* _GIVEN TEXT_
=-=-=

If we write the rotated function in Cartesian form,

$f(x',y') = x'^2 + k y'^2 = (c^2 + k s^2)x^2 + (s^2 + k c^2)y^2 + 2(k-1) c s x y$

where $c = \cos(\omega), s = \sin(\omega)$.

In 3-D space, the same logic still applicable.

The spherical harmonics $Y_{lm}$ serves as the basis for eigenvalue of $l(l+1)$, eigen spaces for difference $l$ are orthogonal. This is an extension of the 2-D eigen function $\exp(\pm n i \theta)$.

A 3-D function can be expressed in spherical harmonics, and the rotation is simple multiplied with the Wigner D-matrix.

On above, we show an example of higher order rotation induced by product space. I called it the induced space (I am not sure it is the correct name or not), because the space is the same, but the order is higher.

For two particles system, the direct product space is formed by the product of the basis from two distinct space (could be identical space).

Some common direct product spaces are

• combining two spins
• combining two orbital angular momentum
• two particles system

No matter induced space or direct product space, there structure are very similar. In 3-D rotation, the two spaces and the direct product space is related by the Clebsch-Gordon coefficient. While in 2-D rotation, we can see from the above discussion, the coefficient is simply 1.

Lets use 2-D space to show the “induced product” space. For order $n=1$, which is the primary base that contains only $x, y$.

For $n=2$, the space has $x^2, y^2, xy$, but the linear combination $x^2 + y^2$ is unchanged after rotation. Thus, the size of the space reduced $3-1 = 2$.

For $n = 3$, the space has $x^3, y^3, x^2y, xy^3$, this time, the linear combinations $x^3 + xy^2 = x(x^2+y^2)$ behave like $x$ and $y^3 + x^2y$ behave like $y$, thus the size of the space reduce to $4 - 2 = 2$.

For higher order, the total combination of $x^ay^b, a+b = n$ is $C^{n+1}_1 = n+1$, and we can find $n-1$ repeated combinations, thus the size of the irreducible space of order $n$ is always 2.

=-=-=

* _STORED ROWS_
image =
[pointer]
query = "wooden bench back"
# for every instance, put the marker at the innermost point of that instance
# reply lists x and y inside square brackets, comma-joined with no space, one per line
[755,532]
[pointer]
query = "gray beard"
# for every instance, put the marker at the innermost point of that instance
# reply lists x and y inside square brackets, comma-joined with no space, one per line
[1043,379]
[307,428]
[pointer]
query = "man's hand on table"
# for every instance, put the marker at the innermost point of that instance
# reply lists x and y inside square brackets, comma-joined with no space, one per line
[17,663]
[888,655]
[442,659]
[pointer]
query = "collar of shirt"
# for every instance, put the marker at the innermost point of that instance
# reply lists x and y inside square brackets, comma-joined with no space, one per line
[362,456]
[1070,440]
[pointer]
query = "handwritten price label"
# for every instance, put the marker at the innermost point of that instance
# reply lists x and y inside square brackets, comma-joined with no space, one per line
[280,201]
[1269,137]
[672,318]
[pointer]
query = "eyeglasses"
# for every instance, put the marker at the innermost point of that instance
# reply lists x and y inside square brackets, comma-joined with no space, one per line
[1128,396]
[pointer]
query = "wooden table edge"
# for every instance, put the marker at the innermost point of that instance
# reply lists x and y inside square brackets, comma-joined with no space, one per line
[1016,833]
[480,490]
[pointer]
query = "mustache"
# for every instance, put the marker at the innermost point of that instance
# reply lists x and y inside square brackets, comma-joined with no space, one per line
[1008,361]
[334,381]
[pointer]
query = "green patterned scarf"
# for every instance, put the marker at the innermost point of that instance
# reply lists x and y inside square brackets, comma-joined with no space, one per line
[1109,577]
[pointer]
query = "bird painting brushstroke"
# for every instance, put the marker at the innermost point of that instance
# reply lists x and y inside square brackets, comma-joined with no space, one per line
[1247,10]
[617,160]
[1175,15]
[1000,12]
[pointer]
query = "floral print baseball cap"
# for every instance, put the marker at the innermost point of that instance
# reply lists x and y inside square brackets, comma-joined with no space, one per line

=-=-=

Please answer these questions about the text on rotation spaces above:
1. What name does the writer give to the space formed by higher order rotation induced by product space?
2. In 3-D rotation, what relates the two spaces and the direct product space?
3. For order $n=2$, which linear combination stays unchanged after rotation?

* _EXERCISE RESULT_
1. The induced space.
2. The Clebsch-Gordon coefficient.
3. $x^2 + y^2$.